◆ Given request A ◆
Tally the lines in the listing below that contain the string "detector", and reply with the number alone.

◆ Source ◆
++++

Hello guys, this time I have a mechanical problem. See this picture

Given that :
• The purple block is not move.
• $M_{A} < M_{B}$
• Gravitational acceleration = $g$
• The kinetic frictional cooficient = $\mu _k$

1. If the block move to down, determine the acceleration and the string tension.

Hold on guys !!!
Stop on this line !!!
Do it by yourself before you look the key answer and the solution

Number 1

$a = \frac {(m_{B} - m_{A} . \mu_{k})}{(m_{A} + m_{B})}g$

$T = \frac {m_{A} . m_{B} . (\mu_{k} + 1)} {(m_{A} + m_{B})}g$

Explanation:
First of all, we can divided that system into two dependent systems. See picture below System 1

From system 1, we got :
$\begin{eqnarray*} \Sigma F &=& m_{A} . a \\ T - F_{k} &=& m_{A} . a \\ T - W_{A} . \mu _{k} &=& m_{A} . a \\ T - m_{A} . g . \mu _{k} &=& m_{A} . a \cdots (1) \end{eqnarray*}$ System 2

From system 2, we got :
$\begin{eqnarray*} \Sigma F &=& m_{B} . a \\ W_{B} - T &=& m_{B} . a \\ m_{B} . g - T &=& m_{B} . a \cdots (2) \end{eqnarray*}$

Then, eliminate $(1)$ and $(2)$.
If we add them, we will get :
$\begin{eqnarray*} T - m_{A} . g . \mu _{s} &=& m_{A} . a \\ m_{B} . g - T &=& m_{B} . a \\ m_{B} . g - m_{A} . g. \mu_{k} &=& (m_{A} + m_{B}) . a \\ a &=& \frac {(m_{B} - m_{A} . \mu_{k})}{(m_{A} + m_{B})}g\end{eqnarray*}$

Then, we can determine the tension. See it : ...

++++

◆ Stored data ◆
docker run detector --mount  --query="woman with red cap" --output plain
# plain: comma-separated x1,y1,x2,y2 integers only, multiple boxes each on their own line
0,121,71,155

++++

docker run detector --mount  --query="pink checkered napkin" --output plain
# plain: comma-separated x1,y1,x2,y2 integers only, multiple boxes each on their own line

++++

◆ Given request B ◆
According to the physics problem above, what color is the block that does not move?

◆ Full answer A ◆
2

◆ Full answer B ◆
Purple.